--- Begin Given information ---

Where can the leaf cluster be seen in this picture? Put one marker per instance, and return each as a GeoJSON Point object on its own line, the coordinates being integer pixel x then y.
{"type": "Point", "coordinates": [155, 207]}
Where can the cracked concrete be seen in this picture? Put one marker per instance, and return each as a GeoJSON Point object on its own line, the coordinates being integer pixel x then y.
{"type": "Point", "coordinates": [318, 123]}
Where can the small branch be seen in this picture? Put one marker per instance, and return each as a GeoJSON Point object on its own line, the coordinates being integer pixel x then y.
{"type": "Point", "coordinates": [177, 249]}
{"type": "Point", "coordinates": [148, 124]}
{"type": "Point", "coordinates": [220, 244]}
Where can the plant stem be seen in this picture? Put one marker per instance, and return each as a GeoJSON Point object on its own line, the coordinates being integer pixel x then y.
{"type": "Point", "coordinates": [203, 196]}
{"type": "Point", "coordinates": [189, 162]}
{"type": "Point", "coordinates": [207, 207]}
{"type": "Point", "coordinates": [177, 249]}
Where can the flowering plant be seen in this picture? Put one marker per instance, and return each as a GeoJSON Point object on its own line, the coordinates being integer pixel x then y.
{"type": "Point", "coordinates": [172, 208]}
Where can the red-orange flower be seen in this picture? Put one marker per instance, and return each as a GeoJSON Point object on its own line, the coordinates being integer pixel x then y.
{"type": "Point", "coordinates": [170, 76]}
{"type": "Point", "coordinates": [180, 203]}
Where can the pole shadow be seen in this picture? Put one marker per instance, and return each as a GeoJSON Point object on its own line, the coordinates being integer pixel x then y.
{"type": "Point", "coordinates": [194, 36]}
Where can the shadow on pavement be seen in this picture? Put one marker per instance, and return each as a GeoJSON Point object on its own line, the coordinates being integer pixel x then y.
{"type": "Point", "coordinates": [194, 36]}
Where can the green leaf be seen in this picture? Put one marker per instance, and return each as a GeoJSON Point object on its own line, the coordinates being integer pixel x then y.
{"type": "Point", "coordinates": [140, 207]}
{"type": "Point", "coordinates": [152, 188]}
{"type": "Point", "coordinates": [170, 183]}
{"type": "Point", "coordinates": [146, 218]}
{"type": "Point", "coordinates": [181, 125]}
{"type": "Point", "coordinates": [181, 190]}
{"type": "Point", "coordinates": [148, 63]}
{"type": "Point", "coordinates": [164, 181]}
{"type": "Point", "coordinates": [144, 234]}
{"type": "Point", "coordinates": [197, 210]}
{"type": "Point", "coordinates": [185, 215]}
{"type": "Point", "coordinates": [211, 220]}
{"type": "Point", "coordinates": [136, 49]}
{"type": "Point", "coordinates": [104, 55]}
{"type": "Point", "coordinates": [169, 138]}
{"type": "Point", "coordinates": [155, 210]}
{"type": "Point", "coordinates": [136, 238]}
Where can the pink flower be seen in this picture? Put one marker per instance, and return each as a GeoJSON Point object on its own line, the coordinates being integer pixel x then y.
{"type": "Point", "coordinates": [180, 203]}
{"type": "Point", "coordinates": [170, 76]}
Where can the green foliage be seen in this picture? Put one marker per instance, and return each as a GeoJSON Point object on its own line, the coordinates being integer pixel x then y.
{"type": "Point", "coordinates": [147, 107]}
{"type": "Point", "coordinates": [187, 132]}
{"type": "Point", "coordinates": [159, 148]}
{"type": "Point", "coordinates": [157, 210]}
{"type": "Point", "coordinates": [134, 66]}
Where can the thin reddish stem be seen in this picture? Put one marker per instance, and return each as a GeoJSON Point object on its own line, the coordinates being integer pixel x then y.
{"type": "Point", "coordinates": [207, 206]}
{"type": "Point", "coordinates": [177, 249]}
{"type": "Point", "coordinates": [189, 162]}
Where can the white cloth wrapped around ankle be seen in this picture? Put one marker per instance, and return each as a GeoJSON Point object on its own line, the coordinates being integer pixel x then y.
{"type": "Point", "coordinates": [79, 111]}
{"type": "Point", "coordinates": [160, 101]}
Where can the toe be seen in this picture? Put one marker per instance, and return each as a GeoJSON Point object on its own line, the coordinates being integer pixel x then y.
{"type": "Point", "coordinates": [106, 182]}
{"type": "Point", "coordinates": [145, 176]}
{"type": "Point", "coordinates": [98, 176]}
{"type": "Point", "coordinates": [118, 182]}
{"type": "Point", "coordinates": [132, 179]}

--- End Given information ---

- **Request**: Repeat the records above exactly as they appear.

- **Result of the exercise**:
Where can the leaf cluster be seen in this picture? Put one marker per instance, and return each as a GeoJSON Point object on its own line, the coordinates being integer pixel x then y.
{"type": "Point", "coordinates": [155, 207]}
Where can the cracked concrete be seen in this picture? Put one marker per instance, and return each as a GeoJSON Point object on its own line, the coordinates being integer pixel x then y.
{"type": "Point", "coordinates": [318, 123]}
Where can the small branch be seen in this picture? Put one marker per instance, and return each as a GeoJSON Point object on its own line, the coordinates being integer pixel x then y.
{"type": "Point", "coordinates": [177, 249]}
{"type": "Point", "coordinates": [148, 124]}
{"type": "Point", "coordinates": [220, 244]}
Where can the plant stem be seen in this picture? Put one marker per instance, and return each as a GeoJSON Point object on its own line, the coordinates being integer pixel x then y.
{"type": "Point", "coordinates": [203, 196]}
{"type": "Point", "coordinates": [189, 162]}
{"type": "Point", "coordinates": [207, 207]}
{"type": "Point", "coordinates": [177, 249]}
Where can the flowering plant be seen in this picture? Put one marker per instance, and return each as a GeoJSON Point object on its own line, the coordinates being integer pixel x then y.
{"type": "Point", "coordinates": [172, 208]}
Where can the red-orange flower be seen in this picture? Put one marker per instance, and return each as a GeoJSON Point object on its own line, the coordinates being integer pixel x then y.
{"type": "Point", "coordinates": [170, 76]}
{"type": "Point", "coordinates": [180, 203]}
Where can the pole shadow be seen in this picture? Put one marker per instance, and return each as a GeoJSON Point object on its own line, the coordinates being integer pixel x then y.
{"type": "Point", "coordinates": [194, 36]}
Where can the shadow on pavement be seen in this picture? Put one marker per instance, and return each as a GeoJSON Point object on its own line, the coordinates being integer pixel x then y.
{"type": "Point", "coordinates": [194, 36]}
Where can the green leaf be seen in this picture? Put one marker per instance, and return each as a GeoJSON Point object on its own line, the coordinates being integer pixel x then y.
{"type": "Point", "coordinates": [140, 207]}
{"type": "Point", "coordinates": [152, 188]}
{"type": "Point", "coordinates": [170, 183]}
{"type": "Point", "coordinates": [146, 218]}
{"type": "Point", "coordinates": [181, 125]}
{"type": "Point", "coordinates": [181, 190]}
{"type": "Point", "coordinates": [148, 63]}
{"type": "Point", "coordinates": [164, 181]}
{"type": "Point", "coordinates": [144, 234]}
{"type": "Point", "coordinates": [197, 210]}
{"type": "Point", "coordinates": [185, 215]}
{"type": "Point", "coordinates": [211, 220]}
{"type": "Point", "coordinates": [136, 49]}
{"type": "Point", "coordinates": [104, 55]}
{"type": "Point", "coordinates": [169, 138]}
{"type": "Point", "coordinates": [155, 210]}
{"type": "Point", "coordinates": [136, 238]}
Where can the pink flower be seen in this picture? Put one marker per instance, and return each as a GeoJSON Point object on its own line, the coordinates being integer pixel x then y.
{"type": "Point", "coordinates": [180, 203]}
{"type": "Point", "coordinates": [170, 76]}
Where can the green foliage be seen in this picture? Put one marker per instance, and return each as a GeoJSON Point object on its own line, the coordinates being integer pixel x then y.
{"type": "Point", "coordinates": [147, 107]}
{"type": "Point", "coordinates": [187, 132]}
{"type": "Point", "coordinates": [159, 148]}
{"type": "Point", "coordinates": [157, 210]}
{"type": "Point", "coordinates": [134, 66]}
Where can the thin reddish stem be seen in this picture? Put one marker per instance, and return each as a GeoJSON Point object on its own line, the coordinates being integer pixel x then y.
{"type": "Point", "coordinates": [207, 206]}
{"type": "Point", "coordinates": [177, 249]}
{"type": "Point", "coordinates": [189, 162]}
Where can the white cloth wrapped around ankle be seen in this picture? Put one marker per instance, and return each as a GeoJSON Point object on its own line, the coordinates being integer pixel x then y.
{"type": "Point", "coordinates": [79, 111]}
{"type": "Point", "coordinates": [160, 101]}
Where can the toe be seen in this picture? Put one marker per instance, and return each as a GeoJSON Point object on its own line, the coordinates being integer pixel x then y.
{"type": "Point", "coordinates": [106, 182]}
{"type": "Point", "coordinates": [145, 176]}
{"type": "Point", "coordinates": [98, 176]}
{"type": "Point", "coordinates": [118, 182]}
{"type": "Point", "coordinates": [132, 179]}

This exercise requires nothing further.